▶ [Exercise task]:
Copy the lines below word for word, leaving out the pictures.

▶ [Items]:
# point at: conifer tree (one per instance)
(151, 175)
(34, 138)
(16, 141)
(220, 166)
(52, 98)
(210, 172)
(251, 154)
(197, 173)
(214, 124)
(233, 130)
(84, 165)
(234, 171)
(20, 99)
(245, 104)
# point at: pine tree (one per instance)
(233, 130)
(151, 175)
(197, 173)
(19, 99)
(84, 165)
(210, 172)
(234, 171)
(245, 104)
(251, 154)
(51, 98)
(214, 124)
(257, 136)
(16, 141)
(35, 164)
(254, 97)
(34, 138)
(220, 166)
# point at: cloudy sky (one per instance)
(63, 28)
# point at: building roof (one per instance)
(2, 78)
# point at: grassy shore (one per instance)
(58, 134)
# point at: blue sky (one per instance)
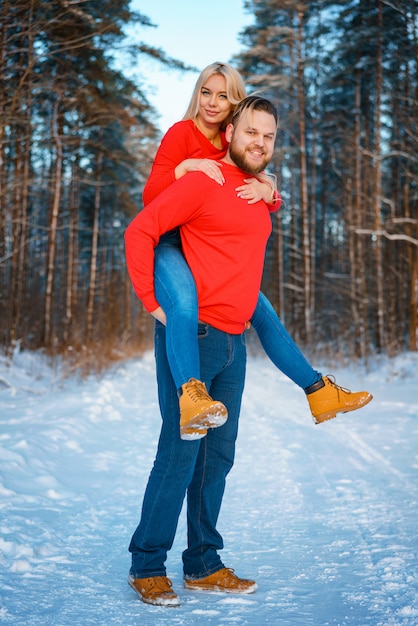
(196, 33)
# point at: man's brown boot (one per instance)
(154, 590)
(198, 411)
(326, 399)
(224, 581)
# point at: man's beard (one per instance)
(240, 159)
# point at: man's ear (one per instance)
(229, 130)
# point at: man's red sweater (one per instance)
(224, 240)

▶ [Answer for this exercise]:
# point at: conifer tree (one per instance)
(151, 175)
(34, 138)
(16, 141)
(220, 166)
(52, 98)
(210, 172)
(251, 154)
(197, 173)
(214, 124)
(233, 130)
(84, 165)
(234, 171)
(20, 99)
(245, 104)
# point at: pine tree (one per instance)
(233, 130)
(151, 175)
(197, 173)
(19, 99)
(84, 165)
(210, 172)
(234, 171)
(245, 104)
(251, 154)
(51, 98)
(214, 124)
(257, 136)
(16, 141)
(35, 164)
(254, 97)
(34, 138)
(220, 166)
# point at: cloudy sky (one per instance)
(63, 28)
# point at: building roof (one per instance)
(2, 78)
# point at: grassy shore (one per instance)
(58, 134)
# point at: blue sky (one per instance)
(196, 33)
# point at: man's brown boot (one per instance)
(154, 590)
(198, 411)
(326, 399)
(224, 581)
# point at: man's beard (one per instance)
(240, 159)
# point at: man's ear (one per instance)
(229, 130)
# point at: man's red sweater (one per instance)
(224, 240)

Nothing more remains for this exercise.